== Material to process ==

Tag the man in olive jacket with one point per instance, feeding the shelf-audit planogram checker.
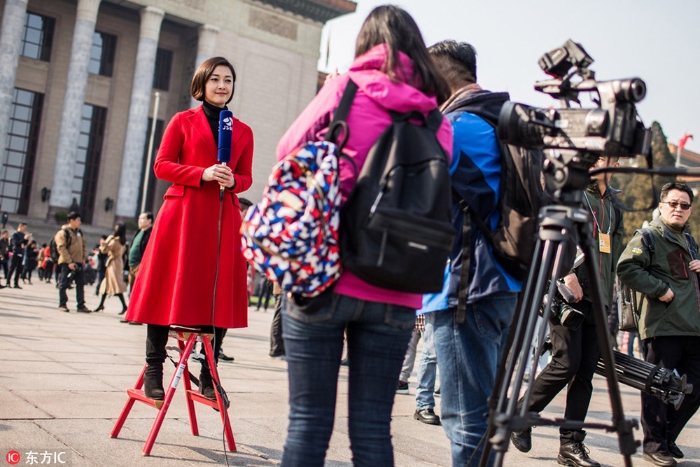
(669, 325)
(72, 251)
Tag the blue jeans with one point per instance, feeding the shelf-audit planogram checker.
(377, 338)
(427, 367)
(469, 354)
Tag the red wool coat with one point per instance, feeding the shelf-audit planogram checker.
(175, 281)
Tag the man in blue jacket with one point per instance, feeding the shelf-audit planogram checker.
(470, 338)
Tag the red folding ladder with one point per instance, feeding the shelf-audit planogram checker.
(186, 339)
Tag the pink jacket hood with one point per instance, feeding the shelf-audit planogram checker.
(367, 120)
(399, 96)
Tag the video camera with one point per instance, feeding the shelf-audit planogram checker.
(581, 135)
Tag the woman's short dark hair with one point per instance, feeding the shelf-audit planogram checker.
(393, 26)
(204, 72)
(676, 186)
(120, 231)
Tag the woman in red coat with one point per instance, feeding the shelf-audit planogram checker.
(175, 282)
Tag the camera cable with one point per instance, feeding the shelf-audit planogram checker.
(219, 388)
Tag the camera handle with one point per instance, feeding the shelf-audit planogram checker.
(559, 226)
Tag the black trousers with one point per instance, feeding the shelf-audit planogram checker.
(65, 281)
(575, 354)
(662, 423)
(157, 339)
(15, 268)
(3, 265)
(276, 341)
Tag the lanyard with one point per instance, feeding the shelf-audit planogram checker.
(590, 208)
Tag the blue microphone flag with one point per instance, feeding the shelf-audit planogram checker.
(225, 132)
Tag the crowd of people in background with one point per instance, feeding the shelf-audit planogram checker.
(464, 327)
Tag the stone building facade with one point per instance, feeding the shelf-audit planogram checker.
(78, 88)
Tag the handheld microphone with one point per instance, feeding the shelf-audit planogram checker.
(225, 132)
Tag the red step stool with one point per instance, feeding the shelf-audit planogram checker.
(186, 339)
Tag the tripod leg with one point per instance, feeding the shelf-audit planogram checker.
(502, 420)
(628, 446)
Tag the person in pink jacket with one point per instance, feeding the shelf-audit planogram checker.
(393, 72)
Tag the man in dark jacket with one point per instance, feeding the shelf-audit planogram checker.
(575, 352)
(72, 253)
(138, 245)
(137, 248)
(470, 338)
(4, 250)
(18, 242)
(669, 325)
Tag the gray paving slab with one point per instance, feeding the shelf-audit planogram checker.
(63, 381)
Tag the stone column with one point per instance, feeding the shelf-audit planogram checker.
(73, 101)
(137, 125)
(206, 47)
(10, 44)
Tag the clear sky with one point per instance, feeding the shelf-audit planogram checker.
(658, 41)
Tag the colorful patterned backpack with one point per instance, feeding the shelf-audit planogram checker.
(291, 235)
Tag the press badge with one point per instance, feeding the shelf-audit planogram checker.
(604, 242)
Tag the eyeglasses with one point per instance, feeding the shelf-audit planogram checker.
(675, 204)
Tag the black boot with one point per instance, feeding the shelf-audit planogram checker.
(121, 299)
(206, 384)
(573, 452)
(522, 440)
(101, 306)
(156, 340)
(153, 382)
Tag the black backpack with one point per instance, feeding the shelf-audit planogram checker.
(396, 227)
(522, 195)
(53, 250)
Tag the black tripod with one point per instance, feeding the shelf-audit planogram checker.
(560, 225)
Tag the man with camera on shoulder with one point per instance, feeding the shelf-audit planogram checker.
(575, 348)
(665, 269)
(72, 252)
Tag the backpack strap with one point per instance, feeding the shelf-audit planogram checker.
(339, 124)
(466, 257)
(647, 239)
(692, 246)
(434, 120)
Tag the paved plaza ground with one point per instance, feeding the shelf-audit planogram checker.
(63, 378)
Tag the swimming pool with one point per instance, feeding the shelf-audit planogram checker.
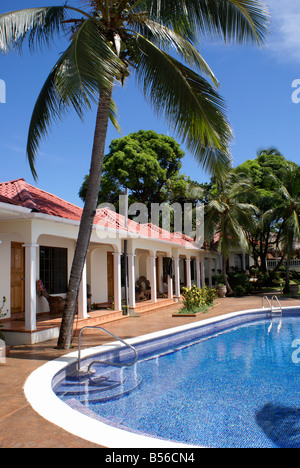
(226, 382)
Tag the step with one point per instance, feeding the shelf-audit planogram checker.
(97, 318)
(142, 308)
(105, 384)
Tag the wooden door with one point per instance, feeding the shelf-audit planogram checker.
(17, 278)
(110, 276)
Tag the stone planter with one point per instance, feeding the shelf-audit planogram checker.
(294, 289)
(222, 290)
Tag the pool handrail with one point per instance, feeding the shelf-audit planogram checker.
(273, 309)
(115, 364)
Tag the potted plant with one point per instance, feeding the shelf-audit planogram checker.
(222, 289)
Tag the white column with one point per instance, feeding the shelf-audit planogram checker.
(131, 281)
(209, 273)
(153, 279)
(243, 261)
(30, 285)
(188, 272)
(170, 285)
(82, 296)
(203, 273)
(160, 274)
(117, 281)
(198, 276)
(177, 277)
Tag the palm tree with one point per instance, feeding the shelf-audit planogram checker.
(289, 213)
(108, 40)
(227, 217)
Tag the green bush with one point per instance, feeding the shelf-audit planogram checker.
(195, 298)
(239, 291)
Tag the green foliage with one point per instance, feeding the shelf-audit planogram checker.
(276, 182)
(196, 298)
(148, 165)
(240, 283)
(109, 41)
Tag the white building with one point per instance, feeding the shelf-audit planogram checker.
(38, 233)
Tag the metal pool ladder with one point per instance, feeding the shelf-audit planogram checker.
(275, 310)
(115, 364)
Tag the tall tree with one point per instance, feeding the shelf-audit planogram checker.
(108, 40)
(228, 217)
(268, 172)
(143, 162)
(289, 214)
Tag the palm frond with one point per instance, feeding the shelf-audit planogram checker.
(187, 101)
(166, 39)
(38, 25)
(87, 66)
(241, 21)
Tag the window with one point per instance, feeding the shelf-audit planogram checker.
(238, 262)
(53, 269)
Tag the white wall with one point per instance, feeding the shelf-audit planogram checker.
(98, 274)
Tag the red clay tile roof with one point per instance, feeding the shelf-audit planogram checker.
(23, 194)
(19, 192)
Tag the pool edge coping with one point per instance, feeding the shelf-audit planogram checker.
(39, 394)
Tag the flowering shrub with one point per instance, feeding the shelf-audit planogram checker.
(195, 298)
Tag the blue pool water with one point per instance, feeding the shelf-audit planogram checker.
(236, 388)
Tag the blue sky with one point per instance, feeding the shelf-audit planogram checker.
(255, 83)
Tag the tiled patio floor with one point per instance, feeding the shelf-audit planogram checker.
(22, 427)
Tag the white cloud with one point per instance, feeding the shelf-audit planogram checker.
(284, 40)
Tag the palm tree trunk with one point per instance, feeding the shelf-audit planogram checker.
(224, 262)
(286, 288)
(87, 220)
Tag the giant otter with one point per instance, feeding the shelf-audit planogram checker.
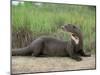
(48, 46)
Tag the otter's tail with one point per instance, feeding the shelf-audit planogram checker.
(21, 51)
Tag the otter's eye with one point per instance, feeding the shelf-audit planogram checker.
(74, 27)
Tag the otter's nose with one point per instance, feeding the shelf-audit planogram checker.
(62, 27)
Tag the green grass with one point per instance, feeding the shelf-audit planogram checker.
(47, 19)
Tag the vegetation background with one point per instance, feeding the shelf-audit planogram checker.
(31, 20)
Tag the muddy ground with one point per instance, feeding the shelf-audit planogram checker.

===

# About this task:
Could you reproduce all of the material exactly? Keep the pictures out of it.

# Result of the task:
Tag the man in olive jacket with one point per instance, feeding the shelf-audit planogram checker.
(669, 325)
(72, 251)
Tag the blue jeans with one point per instance, feeding the shelf-audit planogram checker.
(377, 338)
(427, 367)
(469, 354)
Tag the red wool coat with one point per instance, feeding the shelf-audit planogram checker.
(175, 281)
Tag the man in blue jacket with one point per instance, feeding the shelf-audit planogram checker.
(470, 338)
Tag the red folding ladder with one point per instance, feeding the shelf-audit planogram checker.
(186, 339)
Tag the pink jacket hood with one point per instance, feeding the shelf-audit planogram checker.
(367, 120)
(399, 96)
Tag the video camera with one point per instance, feeding the shelf-audit planogram checker.
(581, 135)
Tag the woman's short dark hair with one point per instance, feeding the shelf-audit planogram checker.
(393, 26)
(204, 72)
(676, 186)
(120, 231)
Tag the woman in red coat with one point per instance, feeding the shelf-audit planogram checker.
(175, 282)
Tag the camera cable with one point per instance, feeding the shelf-audit planogram checker.
(219, 388)
Tag the camera handle with one point per instance, feeding the shelf-audit planogram checker.
(559, 226)
Tag the black trousers with one point per instance, feeding the shelf-audit planogram checker.
(65, 281)
(575, 354)
(662, 423)
(157, 339)
(15, 268)
(3, 265)
(276, 341)
Tag the lanyard with one point per instance, feeding the shelf-audit planogram checker.
(590, 208)
Tag the blue microphone flag with one point per instance, feeding the shelf-audit planogram checker.
(225, 132)
Tag the crowd of people in background with one point per instance, feeding the shelf-audit planogram checker.
(464, 327)
Tag the stone building facade with one point per instance, feeding the shelf-audit planogram checker.
(78, 88)
Tag the handheld microphone with one point per instance, feeding the shelf-audit planogram checker.
(225, 132)
Tag the red step stool with one point per instance, feeding the shelf-audit planogram checker.
(186, 339)
Tag the tripod leg with one point per instance, feeding the shelf-audit planogram checker.
(502, 420)
(628, 446)
Tag the person in pink jacket with one point per instance, feeding the shelf-audit planogram checker.
(393, 72)
Tag the man in dark jacket with one point per instance, feeding the shelf-audit planogram checker.
(575, 352)
(72, 253)
(138, 245)
(137, 248)
(470, 338)
(4, 250)
(18, 242)
(669, 325)
Tag the gray paving slab with one point per instance, feeding the shelf-audit planogram checker.
(63, 381)
Tag the stone column with one point per instance, feeding the shelf-audit planogram checker.
(73, 101)
(137, 125)
(206, 47)
(10, 44)
Tag the clear sky with one point per instance, feeding the shelf-audit planogram checker.
(658, 41)
Tag the colorful patterned backpack with one point per instance, feeding the shelf-audit planogram checker.
(291, 235)
Tag the press badge with one point per instance, feeding the shelf-audit planogram checker.
(604, 242)
Tag the eyeglasses with one point per instance, feeding the shelf-audit planogram checker.
(675, 204)
Tag the black boot with one point per instance, feeding the shelf-audit planogram checker.
(121, 299)
(206, 384)
(573, 452)
(522, 440)
(101, 306)
(156, 340)
(153, 382)
Tag the black backpack with one point per instance, feeding the shelf-audit planogram checker.
(396, 227)
(522, 195)
(53, 250)
Tag the black tripod with one point per instance, feeding the shelf-audit planogram checker.
(560, 225)
Tag the man with camera on shoulder with one point per instance, feeding the shelf-audit planogram checker.
(575, 348)
(665, 269)
(72, 252)
Tag the backpack strap with one point per instance, feeding the shelf-audit planogram checker.
(339, 124)
(466, 257)
(647, 239)
(692, 246)
(434, 120)
Tag the paved plaza ground with one point per instance, feeding the shelf-audit planogram checker.
(63, 378)
Tag the swimming pool with one point per instance, feeding the shelf-audit planogram checker.
(226, 382)
Tag the step with one point per instance, feeding the shelf-audit planogram checker.
(97, 318)
(142, 308)
(105, 384)
Tag the wooden door with one point per instance, feeding the shelf-audit planogram checker.
(17, 278)
(110, 276)
Tag the stone planter with one point per instance, feeding the shelf-audit planogram checker.
(294, 289)
(222, 290)
Tag the pool handrail with one point per instance, feeding the shelf-audit planogram checker.
(273, 309)
(115, 364)
Tag the potted plant with one point per instance, feeding the shelf-audit planogram checker.
(222, 289)
Tag the white column with one point per instance, feeding the shelf-audit planogram checker.
(131, 281)
(209, 273)
(153, 279)
(243, 261)
(30, 285)
(188, 272)
(170, 285)
(82, 296)
(203, 273)
(160, 274)
(117, 281)
(198, 276)
(177, 277)
Tag the palm tree with one point per instance, feeding the shelf-audit planogram checker.
(289, 213)
(108, 40)
(227, 217)
Tag the green bush with one point per instance, feeding the shelf-audit planogram checker.
(195, 298)
(239, 291)
Tag the green foliage with one point per instance, feeding the shelf-audit planogram checker.
(276, 182)
(196, 298)
(148, 165)
(240, 283)
(109, 41)
Tag the white building with one point per instance, feeding the shelf-audit planogram checker.
(38, 233)
Tag the metal pool ladder with one point per instance, feeding the shelf-audit planogram checker.
(275, 310)
(115, 364)
Tag the tall tree with one point per instance, feeding the shelf-audit planogram checker.
(108, 40)
(228, 217)
(268, 172)
(143, 162)
(289, 214)
Tag the palm frond with one point per instance, feeding the shelf-audit planogram checker.
(187, 101)
(166, 39)
(38, 25)
(87, 66)
(241, 21)
Tag the window with one point per instance, feeding the shelf-audit planogram checker.
(238, 262)
(53, 269)
Tag the white wall with one point per instance, feeding the shelf-audit planogram checker.
(98, 274)
Tag the red clay tile roof with one point per instance, feeding the shelf-audit planogram checker.
(23, 194)
(19, 192)
Tag the pool edge coping with one point per instance, feeding the shelf-audit planogram checker.
(39, 394)
Tag the flowering shrub with one point per instance, feeding the shelf-audit planogram checker.
(195, 298)
Tag the blue pool water with one point per instance, feeding the shelf-audit planogram checker.
(236, 388)
Tag the blue sky with one point per instance, feeding the shelf-audit planogram checker.
(255, 83)
Tag the tiled patio floor with one point per instance, feeding the shelf-audit planogram checker.
(22, 427)
Tag the white cloud with one point per instance, feeding the shelf-audit planogram checker.
(284, 40)
Tag the palm tree trunk with one point per instance, feeding the shelf-audit planogram checker.
(224, 262)
(286, 288)
(87, 220)
Tag the giant otter with one point per instance, feeding the shelf-audit planogram checker.
(48, 46)
Tag the otter's tail with one point per instance, feeding the shelf-audit planogram checker.
(21, 51)
Tag the otter's eye with one point per instance, feeding the shelf-audit planogram checker.
(74, 27)
Tag the otter's nose with one point per instance, feeding the shelf-audit planogram checker.
(62, 27)
Tag the green grass with one point per instance, feeding the shelf-audit planogram checker.
(47, 19)
Tag the vegetation background with one point per instance, feeding the shelf-audit planogram checker.
(31, 20)
Tag the muddy ground with one point per instance, feeding the shelf-audit planogram checker.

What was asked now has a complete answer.